→ **Task inputs**:
::::::::

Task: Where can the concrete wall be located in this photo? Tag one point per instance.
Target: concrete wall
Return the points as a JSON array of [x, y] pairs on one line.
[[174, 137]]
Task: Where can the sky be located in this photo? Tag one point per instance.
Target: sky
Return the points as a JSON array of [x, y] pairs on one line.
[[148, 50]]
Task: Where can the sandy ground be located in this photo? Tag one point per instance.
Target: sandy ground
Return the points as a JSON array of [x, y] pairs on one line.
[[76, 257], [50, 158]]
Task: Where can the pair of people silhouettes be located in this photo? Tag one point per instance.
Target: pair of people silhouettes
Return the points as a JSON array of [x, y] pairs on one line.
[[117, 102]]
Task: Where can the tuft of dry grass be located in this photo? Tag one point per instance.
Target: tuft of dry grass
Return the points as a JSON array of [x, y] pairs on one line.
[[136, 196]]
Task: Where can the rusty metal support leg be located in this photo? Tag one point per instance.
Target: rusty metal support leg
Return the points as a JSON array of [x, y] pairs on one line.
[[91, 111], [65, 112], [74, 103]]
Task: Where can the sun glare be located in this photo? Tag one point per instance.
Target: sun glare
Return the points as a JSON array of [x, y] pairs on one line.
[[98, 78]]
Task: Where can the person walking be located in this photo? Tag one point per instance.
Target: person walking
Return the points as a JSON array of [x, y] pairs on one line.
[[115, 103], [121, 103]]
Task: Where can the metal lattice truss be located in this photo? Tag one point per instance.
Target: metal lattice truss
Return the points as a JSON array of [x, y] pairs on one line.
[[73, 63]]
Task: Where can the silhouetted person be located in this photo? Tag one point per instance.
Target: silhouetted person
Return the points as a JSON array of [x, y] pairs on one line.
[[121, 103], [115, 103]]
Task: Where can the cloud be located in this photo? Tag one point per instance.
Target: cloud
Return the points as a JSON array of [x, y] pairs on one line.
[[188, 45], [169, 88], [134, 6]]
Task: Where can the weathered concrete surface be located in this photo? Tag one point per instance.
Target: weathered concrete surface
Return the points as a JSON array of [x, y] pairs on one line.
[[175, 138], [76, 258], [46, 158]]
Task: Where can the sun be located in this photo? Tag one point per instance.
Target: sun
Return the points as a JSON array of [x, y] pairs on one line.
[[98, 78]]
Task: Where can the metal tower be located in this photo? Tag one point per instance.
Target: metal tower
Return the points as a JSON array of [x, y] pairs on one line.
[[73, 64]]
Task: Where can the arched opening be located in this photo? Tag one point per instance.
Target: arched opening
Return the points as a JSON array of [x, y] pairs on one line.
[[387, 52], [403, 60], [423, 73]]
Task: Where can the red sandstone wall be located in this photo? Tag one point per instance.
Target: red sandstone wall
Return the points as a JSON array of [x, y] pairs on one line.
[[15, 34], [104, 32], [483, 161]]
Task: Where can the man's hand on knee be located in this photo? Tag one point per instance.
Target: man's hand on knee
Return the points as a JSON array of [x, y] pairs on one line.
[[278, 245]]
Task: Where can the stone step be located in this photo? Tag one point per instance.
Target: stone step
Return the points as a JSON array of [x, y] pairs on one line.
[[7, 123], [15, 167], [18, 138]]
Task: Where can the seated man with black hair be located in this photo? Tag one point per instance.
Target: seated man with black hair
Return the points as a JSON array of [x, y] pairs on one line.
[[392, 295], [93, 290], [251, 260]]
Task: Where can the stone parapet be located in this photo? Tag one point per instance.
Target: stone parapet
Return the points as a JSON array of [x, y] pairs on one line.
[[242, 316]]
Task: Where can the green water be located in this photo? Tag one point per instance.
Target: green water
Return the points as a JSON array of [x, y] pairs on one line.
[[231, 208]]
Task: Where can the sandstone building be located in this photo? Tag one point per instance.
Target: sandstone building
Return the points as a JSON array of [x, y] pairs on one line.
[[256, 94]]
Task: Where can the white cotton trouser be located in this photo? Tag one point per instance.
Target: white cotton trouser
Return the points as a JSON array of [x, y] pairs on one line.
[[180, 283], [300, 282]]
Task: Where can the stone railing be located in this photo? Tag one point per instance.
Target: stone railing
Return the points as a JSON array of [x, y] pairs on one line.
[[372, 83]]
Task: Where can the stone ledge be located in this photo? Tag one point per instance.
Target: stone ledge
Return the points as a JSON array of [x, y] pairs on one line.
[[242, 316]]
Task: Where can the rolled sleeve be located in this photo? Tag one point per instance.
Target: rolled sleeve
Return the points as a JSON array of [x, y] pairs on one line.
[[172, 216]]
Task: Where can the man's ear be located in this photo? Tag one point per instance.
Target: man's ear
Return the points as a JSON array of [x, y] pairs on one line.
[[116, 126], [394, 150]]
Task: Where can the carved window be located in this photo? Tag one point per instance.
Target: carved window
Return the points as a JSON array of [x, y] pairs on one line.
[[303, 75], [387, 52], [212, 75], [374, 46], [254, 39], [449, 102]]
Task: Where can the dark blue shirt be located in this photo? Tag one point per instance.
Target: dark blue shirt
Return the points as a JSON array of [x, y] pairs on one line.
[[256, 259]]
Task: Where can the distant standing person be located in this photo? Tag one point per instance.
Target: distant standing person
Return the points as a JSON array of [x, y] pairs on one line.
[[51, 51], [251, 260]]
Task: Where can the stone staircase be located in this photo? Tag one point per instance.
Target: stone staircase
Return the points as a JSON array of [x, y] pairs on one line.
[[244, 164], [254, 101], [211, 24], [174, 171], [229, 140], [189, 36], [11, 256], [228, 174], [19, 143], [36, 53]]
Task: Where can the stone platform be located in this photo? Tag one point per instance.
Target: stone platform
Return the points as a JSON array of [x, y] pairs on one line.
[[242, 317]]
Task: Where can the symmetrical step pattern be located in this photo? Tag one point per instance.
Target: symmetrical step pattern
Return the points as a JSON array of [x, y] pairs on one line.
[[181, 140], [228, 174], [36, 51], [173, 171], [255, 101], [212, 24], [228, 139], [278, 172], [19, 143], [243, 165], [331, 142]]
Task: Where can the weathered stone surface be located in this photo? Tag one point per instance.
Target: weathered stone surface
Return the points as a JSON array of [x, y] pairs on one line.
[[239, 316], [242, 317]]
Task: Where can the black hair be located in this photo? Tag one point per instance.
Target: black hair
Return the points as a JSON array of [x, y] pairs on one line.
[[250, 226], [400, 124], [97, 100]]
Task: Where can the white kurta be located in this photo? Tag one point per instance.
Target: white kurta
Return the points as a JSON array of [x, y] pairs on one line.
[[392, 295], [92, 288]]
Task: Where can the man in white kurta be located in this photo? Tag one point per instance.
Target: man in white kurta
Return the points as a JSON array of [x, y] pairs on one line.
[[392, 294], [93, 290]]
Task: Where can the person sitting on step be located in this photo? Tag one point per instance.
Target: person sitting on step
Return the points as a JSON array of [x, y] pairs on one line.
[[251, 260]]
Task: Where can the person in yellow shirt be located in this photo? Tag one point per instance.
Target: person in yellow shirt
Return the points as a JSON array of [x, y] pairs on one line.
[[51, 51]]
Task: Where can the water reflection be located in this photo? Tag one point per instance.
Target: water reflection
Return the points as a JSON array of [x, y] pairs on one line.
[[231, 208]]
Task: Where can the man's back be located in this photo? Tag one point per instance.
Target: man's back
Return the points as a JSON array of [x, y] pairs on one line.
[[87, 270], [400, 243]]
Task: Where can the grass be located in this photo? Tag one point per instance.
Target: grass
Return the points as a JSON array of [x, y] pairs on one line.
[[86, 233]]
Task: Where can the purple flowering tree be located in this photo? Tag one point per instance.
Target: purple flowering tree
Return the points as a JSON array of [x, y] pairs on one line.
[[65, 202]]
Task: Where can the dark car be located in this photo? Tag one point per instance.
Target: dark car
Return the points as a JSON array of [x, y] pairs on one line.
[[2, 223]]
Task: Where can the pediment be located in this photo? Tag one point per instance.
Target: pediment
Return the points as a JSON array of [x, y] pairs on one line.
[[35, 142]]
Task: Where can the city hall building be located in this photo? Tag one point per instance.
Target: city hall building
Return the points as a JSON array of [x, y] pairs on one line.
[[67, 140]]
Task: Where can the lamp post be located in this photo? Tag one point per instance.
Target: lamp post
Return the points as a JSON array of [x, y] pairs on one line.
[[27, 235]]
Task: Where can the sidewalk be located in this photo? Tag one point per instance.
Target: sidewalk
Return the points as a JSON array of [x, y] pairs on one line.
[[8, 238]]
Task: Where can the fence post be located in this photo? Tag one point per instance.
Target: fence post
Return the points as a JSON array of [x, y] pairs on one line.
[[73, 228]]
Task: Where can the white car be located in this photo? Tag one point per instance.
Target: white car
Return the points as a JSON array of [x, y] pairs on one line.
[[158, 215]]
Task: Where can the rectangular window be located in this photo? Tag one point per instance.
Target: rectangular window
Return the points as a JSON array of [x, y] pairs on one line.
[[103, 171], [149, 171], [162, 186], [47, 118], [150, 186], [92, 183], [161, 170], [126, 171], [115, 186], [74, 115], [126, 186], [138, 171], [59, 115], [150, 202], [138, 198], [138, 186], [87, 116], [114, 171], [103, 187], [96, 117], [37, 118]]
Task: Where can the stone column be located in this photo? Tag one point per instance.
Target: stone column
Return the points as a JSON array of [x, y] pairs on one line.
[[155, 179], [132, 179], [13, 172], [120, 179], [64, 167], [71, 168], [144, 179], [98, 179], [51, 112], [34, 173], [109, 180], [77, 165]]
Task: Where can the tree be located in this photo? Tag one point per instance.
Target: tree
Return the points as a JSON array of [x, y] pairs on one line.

::::::::

→ **Task brief**: Retype exactly the lines from the start of the entries through the one with "Target: silhouetted person"; include both ends.

→ **Task solution**:
Task: Where can the concrete wall be located in this photo? Tag one point per instance.
Target: concrete wall
Return the points as a JSON array of [x, y] pairs on one line.
[[174, 137]]
Task: Where can the sky be located in this photo? Tag one point per instance.
Target: sky
Return the points as a JSON array of [x, y] pairs on one line.
[[148, 50]]
Task: Where can the sandy ground be located in this photo? Tag one point per instance.
Target: sandy ground
Return the points as a JSON array of [x, y] pairs on one line.
[[76, 257], [50, 158]]
Task: Where can the pair of people silhouettes be located in this photo? Tag one point per instance.
Target: pair of people silhouettes
Return the points as a JSON array of [x, y] pairs on one line.
[[117, 102]]
Task: Where can the tuft of dry grass be located in this photo? Tag one point per instance.
Target: tuft of dry grass
Return the points as a JSON array of [x, y] pairs on one line.
[[136, 196]]
Task: Where can the rusty metal support leg be located in this photo? Tag one point per instance.
Target: rusty metal support leg
Return the points as a JSON array of [x, y] pairs on one line.
[[91, 111], [65, 112], [74, 103]]
Task: Where can the sun glare be located in this photo? Tag one point per instance.
Target: sun glare
Return the points as a JSON array of [x, y] pairs on one line.
[[98, 78]]
Task: Where can the person walking be located in this photo? Tag one point per instance.
Target: person walking
Return the points as a JSON array of [x, y] pairs on one line.
[[115, 103], [121, 103]]
Task: Where can the metal lattice truss be located in this photo? Tag one point per instance.
Target: metal lattice truss
Return the points as a JSON array of [x, y] pairs on one line.
[[73, 63]]
Task: Where can the silhouetted person be located in this photo? Tag one point per instance.
Target: silhouetted person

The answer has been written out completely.